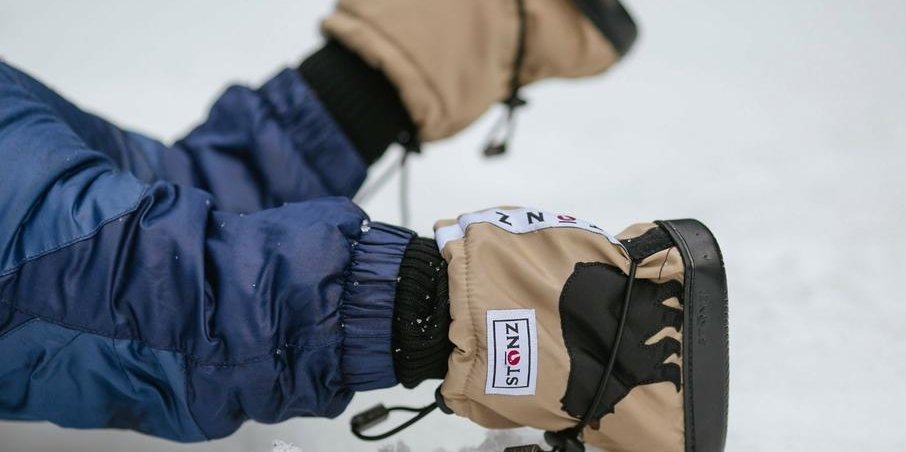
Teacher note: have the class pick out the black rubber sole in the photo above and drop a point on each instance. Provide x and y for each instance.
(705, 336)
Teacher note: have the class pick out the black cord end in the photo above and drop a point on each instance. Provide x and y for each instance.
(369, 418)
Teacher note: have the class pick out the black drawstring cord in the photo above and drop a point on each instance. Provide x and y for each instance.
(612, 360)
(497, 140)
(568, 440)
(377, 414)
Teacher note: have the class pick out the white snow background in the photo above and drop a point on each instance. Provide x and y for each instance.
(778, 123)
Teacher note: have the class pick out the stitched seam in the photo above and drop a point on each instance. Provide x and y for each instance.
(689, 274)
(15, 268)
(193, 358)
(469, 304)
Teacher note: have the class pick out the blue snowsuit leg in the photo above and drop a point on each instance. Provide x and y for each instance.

Work to complete
In the records above, find the line containing "Teacher note: have the class pick out the black cord"; please retype it and every line after it through the last line, exactly and with nothing else.

Answer for the task
Teacher note: have the class pick out the black cord end in the photo above and drop a point on each instance. Provide x and y for each instance.
(369, 418)
Teacher note: have the class pick out the black drawstring cord in the photo above and drop a point on each instance. Provide x and y for each instance.
(612, 360)
(497, 140)
(568, 440)
(377, 414)
Teacher note: have the class pick out the white snow background in the photo above and drop a point on each instance. Provide x and y for each instance.
(778, 123)
Teacher note: have the class pick out the stitched seam in the photo above and drop a point on each instance. Provide x and y for each instance.
(689, 274)
(15, 268)
(193, 358)
(469, 304)
Teacher note: have the class pick out the blue snowsuit leg in the photo above and drop a point on each instance. Provide x and y for each instance.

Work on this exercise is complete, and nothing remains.